EXTRACT TO READ:
^^^^
# What is the REAL story behind legal liability?



## SWriverstone (Sep 3, 2009)

While there are many different reasons why a landowner might not want MTBers riding on their property, I think it's fair to say that a BIG one—the one that comes up all the time—is liability, or put simply, the fear of being sued if something bad happens.

I'm really wondering what the REALITY of this is? It just seems that a lot of the liability thing falls squarely into the mythology camp.

Questions I'm pondering are...

1) How often do people who hurt themselves on someone else's property actually take the property owner to court? (Every day? Or more like a couple times a year?)

2) More specifically, how often does this happen in the context of outdoor recreationists suing a landowner when they hurt themselves out in the woods, e.g. from crashing their bicycle in a ditch?

3) There is this thing we've all heard of called a liability waiver. Are these things worth a damn? In other words, the mythology says "a waiver doesn't mean squat—the person who signed the waiver can still take you to court." If this is true, then what's the point of having a waiver in the first place if it's worthless?

I'd love to hear from any lawyers on the forum about this...as well as anyone who has ever been involved in a lawsuit like this.

Scott


----------



## zrm (Oct 11, 2006)

Fear of lawsuits is certaily part of the equation, but a lot of property owners I've talked with cite the lack of respect MTBers have as being as big an issue as liability. Way to many of us do not stay on established trails, create "features", make new trails etc without regard for the property owners.

Many owners would have no problem if riders just stayed on the established route and passed through quickly and quietly and respected their property. 

As to the legal issues, I'm not an expert but I do know laws on property owner liability varies state to state


----------



## Megashnauzer (Nov 2, 2005)

anyone can sue anybody for anything. even though you may not be found liable there are still lawyer fees. from what i understand, if someone sues, they sue everybody, land owner, bike club, bike manufacturer, bike manufacturer's dog...it's ridiculous.


----------



## Megashnauzer (Nov 2, 2005)

waivers are a gray area to me. contact the imba insurance guy. he's got all the answers.


----------



## Trail Ninja (Sep 25, 2008)

#2.
3 cases in my memory (going back 20 years) in my area. Central Vancouver Island Canada. 2 small towns with a total population of about 20,000.

The area used to be "the" place to ride mountain bikes on Vancouver Island. It still draws a few people but due to apathy on the part of the locals, the few who show up are usually disappointed .

All 3 cases were unsuccessful and all 3 involved poor riding ability and natural, not man-made features.

1. Rides around a fence to get a better view over the cliff and falls 60 feet. Minor injuries.
2. Rides off a 6 foot lip into a shallow gravel pit. (easy to see) Endos and breaks his neck. Total paralysis.
3. Rides straight down a steep hill and loses control, rides well off the path and hits a tree. Broken bones which all heal.
^^^^
COLLECTED DATA:
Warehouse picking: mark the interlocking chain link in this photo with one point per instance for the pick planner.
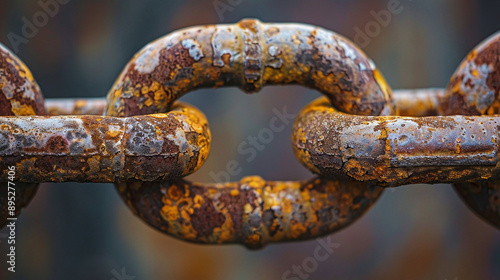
(352, 138)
^^^^
JOBS:
A: For each statement about the forum thread on landowner liability, answer yes or no and quote the words from the thread that decide it. (i) Every one of the three cases Trail Ninja recalls ended in success for the person who sued. (ii) zrm states that laws on property owner liability differ from state to state. (iii) In the second case Trail Ninja lists, the rider broke his neck.
B: Extend the forum thread on landowner liability, picking up right after its final sentence.

TASK ANSWERS:
A:
(i) No: "All 3 cases were unsuccessful"
(ii) Yes: "laws on property owner liability varies state to state"
(iii) Yes: "Endos and breaks his neck."

B:
There are lots of people who look for situations where they can sue and get rich. Of the thousands of crashes over the years in this one little park, these are the only 3 people ( know of) who thought they'd give it a try here.

The end result of the gravel pit case is that the land owner closed his section of the trail system to the public so now you can't legally ride from point A to point C. I understand his point completely. He was being sued for 9 million dollars. He's a little mom & pop gravel operation. Although the biker didn't win, it still cost the landowner thousands of dollars & nearly put him out of business.

It's also made it nearly impossible to get permission to build mountain bike trails anywhere around here.


----------



## bweide (Dec 27, 2004)

I think one thing we always have to consider is the landowner's viewpoint. For the landowner, what are the pluses of allowing mountain biking on your property. Do you get rich? Become famous? Have to fight off groupies? Get invited to fly to exotic locations? Become popular enough to get elected to public office? Never have to buy yourself another drink?

When you balance the lack of material and social benefits from allowing mountain biking on your land against the possible damage to your land and pocketbook, I am impressed any landowner allows mountain biking.


----------



## Skookum (Jan 17, 2005)

The answer lies in your state recreational/sports protection laws. In Washington State the basic rule is, if you don't charge you have protection. Getting into structures etc you're delving into a bit more, where you're having to have build and safety standards signage etc...
Find your regional laws, find a lawyer to interpret them for ya...


----------



## Trail Ninja (Sep 25, 2008)

Skookum said:


> The answer lies in your state recreational/sports protection laws. In Washington State the basic rule is, if you don't charge you have protection. Getting into structures etc you're delving into a bit more, where you're having to have build and safety standards signage etc...
> Find your regional laws, find a lawyer to interpret them for ya...


Some recent changes to the "Occupiers Liability Act" (provincial) up here in BC have made things easier. Similar to the laws in Washington. They are very recent changes and landowners and even regional governments are still spooked.


----------



## roxnroots (Aug 12, 2010)

Skookum said:


> The answer lies in your state recreational/sports protection laws. In Washington State the basic rule is, if you don't charge you have protection. Getting into structures etc you're delving into a bit more, where you're having to have build and safety standards signage etc...
> Find your regional laws, find a lawyer to interpret them for ya...


I believe (other Keystone staters correct me if I'm wrong) that state law here in Pennsylvania is similar: if you allow unlimited free public access to your land for recreational purposes - you are completely shielded from lawsuits should someone be injured on your land.

That being said, my parents own more than 100 acres in a different part of the state from where I live and they still don't allow public access out of past bad experiences with public use of their property.


----------



## HypNoTic (Jan 30, 2007)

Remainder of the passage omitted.